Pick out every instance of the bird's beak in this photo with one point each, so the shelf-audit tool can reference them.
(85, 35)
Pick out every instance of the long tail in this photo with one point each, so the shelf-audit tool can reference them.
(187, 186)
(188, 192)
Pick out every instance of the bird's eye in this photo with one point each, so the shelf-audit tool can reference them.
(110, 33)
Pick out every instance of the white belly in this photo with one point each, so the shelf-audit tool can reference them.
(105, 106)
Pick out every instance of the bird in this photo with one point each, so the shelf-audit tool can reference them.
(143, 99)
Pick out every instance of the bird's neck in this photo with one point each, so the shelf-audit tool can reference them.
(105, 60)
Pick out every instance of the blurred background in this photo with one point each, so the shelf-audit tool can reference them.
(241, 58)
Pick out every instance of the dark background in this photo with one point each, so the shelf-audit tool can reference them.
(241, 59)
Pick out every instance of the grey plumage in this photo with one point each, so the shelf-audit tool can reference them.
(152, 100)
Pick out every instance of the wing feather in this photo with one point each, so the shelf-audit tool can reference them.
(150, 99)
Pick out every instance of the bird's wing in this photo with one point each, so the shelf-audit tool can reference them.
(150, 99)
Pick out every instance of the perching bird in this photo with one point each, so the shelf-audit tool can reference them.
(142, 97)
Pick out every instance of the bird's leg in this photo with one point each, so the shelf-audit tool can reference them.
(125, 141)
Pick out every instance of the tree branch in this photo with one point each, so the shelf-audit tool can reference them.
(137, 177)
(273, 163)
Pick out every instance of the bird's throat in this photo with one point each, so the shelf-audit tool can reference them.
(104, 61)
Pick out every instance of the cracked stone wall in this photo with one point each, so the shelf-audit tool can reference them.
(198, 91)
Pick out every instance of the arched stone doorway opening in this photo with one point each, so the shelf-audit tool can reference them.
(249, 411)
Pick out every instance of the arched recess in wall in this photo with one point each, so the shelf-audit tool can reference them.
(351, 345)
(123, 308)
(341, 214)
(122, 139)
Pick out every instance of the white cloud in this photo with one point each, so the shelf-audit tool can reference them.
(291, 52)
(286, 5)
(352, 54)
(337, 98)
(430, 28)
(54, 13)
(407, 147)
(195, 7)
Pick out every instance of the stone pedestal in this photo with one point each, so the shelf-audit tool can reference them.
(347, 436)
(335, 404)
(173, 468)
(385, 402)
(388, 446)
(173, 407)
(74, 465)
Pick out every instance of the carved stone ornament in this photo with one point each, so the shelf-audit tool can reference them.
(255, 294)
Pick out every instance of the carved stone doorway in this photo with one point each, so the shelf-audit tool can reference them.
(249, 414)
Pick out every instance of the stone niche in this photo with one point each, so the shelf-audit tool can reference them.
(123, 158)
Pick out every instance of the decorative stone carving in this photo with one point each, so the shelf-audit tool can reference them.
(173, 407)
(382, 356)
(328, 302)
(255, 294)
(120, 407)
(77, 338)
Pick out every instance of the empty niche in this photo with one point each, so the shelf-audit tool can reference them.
· · · · ·
> **Goal**
Repeat the records above exactly as they appear.

> **Response**
Pick out every instance of the bird's beak in this photo with one point each, so the shelf-audit tool can reference them.
(85, 35)
Pick out every instance of the long tail in this photo with one point each, so the shelf-audit tool can reference them.
(187, 186)
(188, 192)
Pick out every instance of the bird's eye in this photo with one point each, so the shelf-audit tool can reference them.
(110, 33)
Pick out every instance of the white belly in this photo with one point each, so the shelf-audit tool can reference them.
(105, 106)
Pick out every instance of the bird in this photo with one point each, so the shelf-audit tool can reference them.
(143, 99)
Pick out every instance of the bird's neck in this photo with one point each, so the shelf-audit tool can reference them.
(105, 60)
Pick out every instance of the blurred background in this photo with one point each, so the shelf-audit tool can reference them.
(241, 58)
Pick out every instance of the dark background in this photo with one point each, so the shelf-audit tool can reference them.
(241, 59)
Pick out every instance of the grey plumage in this photo with one point each, so the shelf-audit tool can reference them.
(152, 100)
Pick out every instance of the wing feather in this photo with one point each, so the shelf-audit tool can reference them.
(150, 99)
Pick out every instance of the bird's wing in this photo with one point each, so the shelf-audit tool can reference them.
(150, 99)
Pick out every instance of the perching bird in this photo with one point each, so the shelf-audit tool can reference them.
(142, 97)
Pick out every instance of the bird's leg in this photo with one point each, so the shelf-audit tool can reference them.
(125, 141)
Pick out every instance of the tree branch in this photo with one point each, so the shelf-audit tool can reference them.
(137, 177)
(273, 163)
Pick out every instance of the bird's throat in this photo with one point each, so the shelf-audit tool can reference them.
(104, 61)
Pick out every instance of the cracked stone wall in this photo with one point each, so the shelf-audit tool can reference them.
(198, 91)
Pick out every instance of the arched stone doorway opening in this photo with one point each, so the shelf-audit tool can reference them.
(249, 411)
Pick out every instance of the arched recess in wall in this photo with one point each, so the shelf-audit tool can reference them.
(351, 345)
(123, 308)
(341, 214)
(122, 139)
Pick out every instance of the white cloud in this photo with one point each, so the shelf-audit tool can reference them.
(291, 52)
(286, 5)
(352, 54)
(337, 98)
(430, 28)
(54, 13)
(407, 147)
(195, 7)
Pick out every instance of the stone pedestal in this photo with one point each, so the shelf-audit tool can reference them.
(347, 436)
(335, 404)
(173, 468)
(385, 402)
(388, 446)
(173, 407)
(74, 465)
Pick out every instance of the carved stone ornament in this photo with one point each, so the shelf-audit tool can reference them.
(255, 294)
Pick out every instance of the carved stone doorway in this photo with one point each, so the shelf-audit tool can reference them.
(249, 414)
Pick out every instance of the stone niche in this photo with one point each, so the shelf-audit tool can reference them.
(123, 158)
Pick out every instance of the decorative stone carving in this photo with one point each, so the shelf-audit tool can reference them.
(173, 407)
(382, 356)
(328, 302)
(255, 294)
(120, 407)
(77, 338)
Pick out every instance of the empty niche in this photo with one point each, so the shelf-audit tool can reference them.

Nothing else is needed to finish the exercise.